— Start —
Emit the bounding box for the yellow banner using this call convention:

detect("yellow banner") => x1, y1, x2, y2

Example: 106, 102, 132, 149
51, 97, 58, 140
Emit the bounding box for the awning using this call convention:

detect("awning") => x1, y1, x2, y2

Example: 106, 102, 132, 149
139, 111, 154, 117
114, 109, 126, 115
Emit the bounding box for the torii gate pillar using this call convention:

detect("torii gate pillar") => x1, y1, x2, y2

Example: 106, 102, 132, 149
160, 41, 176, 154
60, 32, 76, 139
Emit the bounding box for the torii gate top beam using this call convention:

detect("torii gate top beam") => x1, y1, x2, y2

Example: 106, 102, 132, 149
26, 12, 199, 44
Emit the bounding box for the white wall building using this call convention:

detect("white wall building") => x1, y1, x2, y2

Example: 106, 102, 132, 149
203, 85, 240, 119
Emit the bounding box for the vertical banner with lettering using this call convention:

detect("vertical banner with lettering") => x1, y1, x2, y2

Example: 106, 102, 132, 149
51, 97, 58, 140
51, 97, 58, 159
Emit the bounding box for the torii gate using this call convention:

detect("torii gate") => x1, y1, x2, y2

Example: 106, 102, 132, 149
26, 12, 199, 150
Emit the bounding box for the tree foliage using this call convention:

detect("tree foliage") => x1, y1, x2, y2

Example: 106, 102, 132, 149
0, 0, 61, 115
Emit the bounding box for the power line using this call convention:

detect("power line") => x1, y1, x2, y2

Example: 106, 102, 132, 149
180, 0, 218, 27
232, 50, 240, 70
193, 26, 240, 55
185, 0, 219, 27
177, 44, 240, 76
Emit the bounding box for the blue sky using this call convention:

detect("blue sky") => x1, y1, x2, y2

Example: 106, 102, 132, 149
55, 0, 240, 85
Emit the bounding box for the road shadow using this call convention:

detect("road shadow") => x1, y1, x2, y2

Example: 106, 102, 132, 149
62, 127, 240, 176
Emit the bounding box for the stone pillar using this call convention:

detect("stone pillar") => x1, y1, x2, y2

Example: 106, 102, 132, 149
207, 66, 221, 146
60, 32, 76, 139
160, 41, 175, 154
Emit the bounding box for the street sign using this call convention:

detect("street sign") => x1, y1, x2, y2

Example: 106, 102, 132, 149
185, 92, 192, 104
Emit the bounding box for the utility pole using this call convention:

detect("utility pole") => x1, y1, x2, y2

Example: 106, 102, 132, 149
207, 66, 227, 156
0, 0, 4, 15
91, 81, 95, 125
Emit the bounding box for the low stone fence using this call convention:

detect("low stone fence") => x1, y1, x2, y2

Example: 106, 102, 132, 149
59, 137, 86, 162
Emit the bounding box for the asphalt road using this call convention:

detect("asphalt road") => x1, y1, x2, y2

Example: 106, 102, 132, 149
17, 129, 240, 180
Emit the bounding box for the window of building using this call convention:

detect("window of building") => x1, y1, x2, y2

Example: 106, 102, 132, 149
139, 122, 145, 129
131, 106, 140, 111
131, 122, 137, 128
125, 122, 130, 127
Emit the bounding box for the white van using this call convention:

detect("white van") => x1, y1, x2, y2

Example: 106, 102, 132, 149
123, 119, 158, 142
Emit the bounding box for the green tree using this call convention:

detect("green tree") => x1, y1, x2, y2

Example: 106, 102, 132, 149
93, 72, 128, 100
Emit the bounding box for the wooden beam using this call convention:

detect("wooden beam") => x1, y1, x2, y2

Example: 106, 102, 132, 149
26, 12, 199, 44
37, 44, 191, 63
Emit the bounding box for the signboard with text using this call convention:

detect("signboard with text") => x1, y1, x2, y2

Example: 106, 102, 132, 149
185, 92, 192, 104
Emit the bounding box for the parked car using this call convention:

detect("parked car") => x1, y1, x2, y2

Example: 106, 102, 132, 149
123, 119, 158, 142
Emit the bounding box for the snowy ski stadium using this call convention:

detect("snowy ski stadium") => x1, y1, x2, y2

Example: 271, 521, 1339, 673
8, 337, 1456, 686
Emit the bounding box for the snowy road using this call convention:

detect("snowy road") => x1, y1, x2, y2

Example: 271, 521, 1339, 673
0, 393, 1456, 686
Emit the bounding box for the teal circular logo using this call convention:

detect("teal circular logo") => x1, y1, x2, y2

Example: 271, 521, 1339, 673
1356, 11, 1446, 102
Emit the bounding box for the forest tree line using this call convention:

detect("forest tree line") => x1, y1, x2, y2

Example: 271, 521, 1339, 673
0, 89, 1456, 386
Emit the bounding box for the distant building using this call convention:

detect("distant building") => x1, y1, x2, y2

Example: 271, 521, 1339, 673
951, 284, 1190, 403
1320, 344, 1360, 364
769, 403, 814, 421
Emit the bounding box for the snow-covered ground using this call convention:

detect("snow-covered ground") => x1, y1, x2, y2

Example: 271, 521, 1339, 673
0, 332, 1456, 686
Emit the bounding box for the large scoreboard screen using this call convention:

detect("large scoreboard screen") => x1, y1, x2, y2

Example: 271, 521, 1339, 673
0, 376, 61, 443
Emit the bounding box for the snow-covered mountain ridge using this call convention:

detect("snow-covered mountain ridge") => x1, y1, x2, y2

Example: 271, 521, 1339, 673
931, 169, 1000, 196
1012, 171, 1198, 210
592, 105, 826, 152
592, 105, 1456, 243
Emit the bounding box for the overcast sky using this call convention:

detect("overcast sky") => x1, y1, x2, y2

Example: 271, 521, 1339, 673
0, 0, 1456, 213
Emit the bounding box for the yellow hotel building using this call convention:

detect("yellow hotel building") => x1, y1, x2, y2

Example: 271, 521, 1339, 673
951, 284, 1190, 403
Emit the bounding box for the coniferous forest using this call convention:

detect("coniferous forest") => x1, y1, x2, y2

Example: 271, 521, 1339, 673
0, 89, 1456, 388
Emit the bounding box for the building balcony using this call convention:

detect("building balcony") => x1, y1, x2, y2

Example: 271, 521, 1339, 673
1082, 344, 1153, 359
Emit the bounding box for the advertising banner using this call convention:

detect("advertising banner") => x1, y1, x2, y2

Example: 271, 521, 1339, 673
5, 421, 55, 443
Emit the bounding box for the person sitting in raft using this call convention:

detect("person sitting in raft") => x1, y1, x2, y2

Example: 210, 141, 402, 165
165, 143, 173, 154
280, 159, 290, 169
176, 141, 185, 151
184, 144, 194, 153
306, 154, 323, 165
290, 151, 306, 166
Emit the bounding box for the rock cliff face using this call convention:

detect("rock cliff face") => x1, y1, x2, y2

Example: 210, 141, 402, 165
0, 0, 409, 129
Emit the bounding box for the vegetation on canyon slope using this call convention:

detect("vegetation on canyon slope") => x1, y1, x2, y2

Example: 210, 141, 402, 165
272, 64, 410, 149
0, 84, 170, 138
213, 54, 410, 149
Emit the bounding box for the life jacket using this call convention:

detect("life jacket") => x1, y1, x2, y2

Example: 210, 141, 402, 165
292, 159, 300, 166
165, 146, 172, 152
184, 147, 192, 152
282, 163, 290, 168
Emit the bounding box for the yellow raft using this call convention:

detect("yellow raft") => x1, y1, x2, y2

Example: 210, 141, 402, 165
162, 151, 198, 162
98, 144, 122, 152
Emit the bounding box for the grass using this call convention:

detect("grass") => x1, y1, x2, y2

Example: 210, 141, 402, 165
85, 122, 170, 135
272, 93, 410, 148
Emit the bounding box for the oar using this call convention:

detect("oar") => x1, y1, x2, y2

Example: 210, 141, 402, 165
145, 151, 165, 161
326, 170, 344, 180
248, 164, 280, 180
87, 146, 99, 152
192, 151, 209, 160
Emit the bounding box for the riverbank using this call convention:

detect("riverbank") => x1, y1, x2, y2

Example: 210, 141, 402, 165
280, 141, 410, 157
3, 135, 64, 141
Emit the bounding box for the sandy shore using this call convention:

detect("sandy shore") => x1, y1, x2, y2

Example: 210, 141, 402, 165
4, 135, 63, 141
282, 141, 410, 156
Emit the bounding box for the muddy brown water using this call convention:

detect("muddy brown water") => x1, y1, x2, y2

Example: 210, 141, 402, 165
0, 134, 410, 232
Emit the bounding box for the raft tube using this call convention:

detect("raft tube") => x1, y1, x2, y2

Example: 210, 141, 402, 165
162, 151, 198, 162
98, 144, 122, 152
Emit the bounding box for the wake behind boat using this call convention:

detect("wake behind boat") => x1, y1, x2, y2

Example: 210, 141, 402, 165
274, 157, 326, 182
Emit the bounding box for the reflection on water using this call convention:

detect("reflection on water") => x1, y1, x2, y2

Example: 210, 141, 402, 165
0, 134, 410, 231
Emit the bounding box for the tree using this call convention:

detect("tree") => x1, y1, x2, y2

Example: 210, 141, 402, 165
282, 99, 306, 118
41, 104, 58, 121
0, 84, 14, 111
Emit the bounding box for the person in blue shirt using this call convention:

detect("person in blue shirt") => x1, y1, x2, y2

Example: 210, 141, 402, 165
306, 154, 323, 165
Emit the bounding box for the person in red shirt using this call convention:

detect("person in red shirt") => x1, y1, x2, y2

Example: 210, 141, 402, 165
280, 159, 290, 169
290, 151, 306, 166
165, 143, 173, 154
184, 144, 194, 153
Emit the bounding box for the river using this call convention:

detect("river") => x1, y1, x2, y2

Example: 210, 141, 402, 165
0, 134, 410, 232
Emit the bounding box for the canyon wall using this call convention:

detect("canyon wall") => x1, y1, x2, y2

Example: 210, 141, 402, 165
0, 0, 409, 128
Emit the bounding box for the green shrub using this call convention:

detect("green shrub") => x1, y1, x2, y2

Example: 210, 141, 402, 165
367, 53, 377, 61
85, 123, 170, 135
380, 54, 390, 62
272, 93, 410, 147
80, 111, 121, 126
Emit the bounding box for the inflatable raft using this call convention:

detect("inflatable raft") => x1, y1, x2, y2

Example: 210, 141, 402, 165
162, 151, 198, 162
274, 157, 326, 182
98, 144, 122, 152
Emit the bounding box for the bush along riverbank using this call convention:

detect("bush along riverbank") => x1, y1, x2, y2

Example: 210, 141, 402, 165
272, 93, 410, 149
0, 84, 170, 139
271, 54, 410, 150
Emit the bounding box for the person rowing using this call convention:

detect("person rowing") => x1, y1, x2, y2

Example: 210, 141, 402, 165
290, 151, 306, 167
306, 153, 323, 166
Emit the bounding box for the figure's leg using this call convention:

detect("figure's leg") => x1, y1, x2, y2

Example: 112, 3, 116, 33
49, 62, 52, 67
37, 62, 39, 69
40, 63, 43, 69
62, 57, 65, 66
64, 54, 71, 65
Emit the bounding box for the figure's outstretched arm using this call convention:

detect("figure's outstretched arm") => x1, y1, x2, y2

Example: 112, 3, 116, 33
— End —
Work to do » Can you copy the material above verbatim, starting with the line containing "Emit the bounding box for the distant" and going on through the line containing "0, 332, 1456, 686"?

Task output »
Emit the bounding box for the distant building using this call convention:

detect("distant building") => x1, y1, x2, y2

Example: 271, 521, 1339, 673
951, 284, 1190, 403
1320, 344, 1360, 364
769, 403, 814, 421
Emit the bounding box for the snow-covered ground using this call convention:

detect("snow-covered ground") => x1, y1, x2, y2

Example: 271, 521, 1339, 673
0, 332, 1456, 686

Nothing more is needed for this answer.